■ **Page text**:
Billy May

Personal information
- Full name: William Owen May
- Date of birth: 26 September 1865
- Place of birth: Hull, England
- Date of death: 13 October 1936 (aged 71)
- Position: Forward

Senior career*
- Years: Team / Apps / (Gls)
- 1885–1886: Long Eaton Rangers
- 1886–1888: Notts Rangers
- 1888–1889: Notts County / 4 / (0)
- 1889–1890: Notts Jardines F.C.
- 1890–1893: Burton Swifts
- 1893–1894: Mansfield Greenhalgh's
- 1894: Mansfield Town F.C.
- 1894–1895: Mansfield
- 1895–1896: Burton Swifts / 1 / (0)
- 1896 – ????: Burton Ivanhoe F.C

= Billy May (footballer) =

English footballer (1865–1936)

Billy May (26 September 1865 – 13 October 1936) was an English footballer who played in the Football League for Notts County and Burton Swifts.

==Early career==
Billy May was born in Hull, in, what was then the East Riding of Yorkshire but was from a Nottingham family and at the age of 19 he signed for a Derbyshire football club, Long Eaton Rangers. At the time May was on Long Eaton Rangers books the club were not in a competitive League.

The following year, as May approached his 21st birthday May moved to Nottinghamshire club, Notts Rangers. This was another club who, at that time, were not playing any kind of League football. He then signed for Notts County but there is a dispute as to when. One source quotes 1 July 1887 whereas another states November 1888.

■ **Dataset content**:
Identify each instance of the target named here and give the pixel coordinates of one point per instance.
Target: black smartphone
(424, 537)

■ **Problem set**:
(a) Answer these questions from the Billy May article, one answer per line:
(i) At what age did May sign for Long Eaton Rangers?
(ii) Which two clubs did he play for in the Football League?
(iii) What position did he play?
(b) For each statement, say yes or no according to the Billy May article, and quote the words that settle it:
(i) May was born in Nottingham.
(ii) Long Eaton Rangers played in a competitive league while May was with them.
(iii) Long Eaton Rangers was a Derbyshire club.
(c) Carry on writing the Billy May article from the point where it stops.

■ **Results by task**:
(a)
(i) 19
(ii) Notts County and Burton Swifts
(iii) Forward

(b)
(i) No: "Billy May was born in Hull"
(ii) No: "the club were not in a competitive League"
(iii) Yes: "he signed for a Derbyshire football club, Long Eaton Rangers"

(c)
==League & Notts County debut==
Billy May made his Club & League debut in November 1888. The venue was Trent Bridge, Nottingham. The date was 10 November 1888 and the opposition was Accrington. For a November's day the weather was pleasant and the 8,000 crowd saw some fine attacking football. Accrington forward Billy Barbour put his side ahead but not long after Harry Daft leveled the scores and Mordecai Sherwin entertained the crowd with one of his cartwheels.
Accrington then got the better of the play and their forward, Joe Lofthouse, restored Accrington' lead. 2–1 at half-time.

The second-half saw Notts County get the better of the play, Charles Shelton equalizing for County and then Bob Jardine putting County ahead for the first time in the match. As the match wore on County had two defenders injured so it was no surprise when Billy Barbour got his brace and the match finished a draw, 3-3, a point each. Note: This was the only time Billy May played for Notts County in a League match and was not on the losing side.

==1888-1889 Season==
Billy May made his debut on 10 November 1888 at centre-forward for Notts County. He played twice in that position between, and including 10 November 1888 to 24 November 1888.

He returned to the first team on 15 December 1888 but had moved to inside-right. The match was played at Leamington Road, Blackburn. The opposition was high-flying Blackburn Rovers and County were well beaten 5–2. The following week he played his second match at inside-right, and his last game for Notts County. The match was at County Ground, Derby and Notts County lost 3–2.

May played four league matches for Notts County and when he played his team scored seven goals (out of 40) and conceded 14 out of 73 goals. The 40 goals was the joint third lowest tally by any League club that season. The 73 goals conceded was the worst by any League club in 1888–1889. Notts County finished 11th and had to seek re-election.

==1889-1896==
After Leaving Notts County May became a journeyman footballer having short stays at a variety of clubs.

In 1889 he stayed in Nottingham but played for, what was probably a works side, Nottingham Jardine's Athletic. Little appears to be recorded about this club and it is uncertain whether they played League football in 1889–1890 when Billy May was there.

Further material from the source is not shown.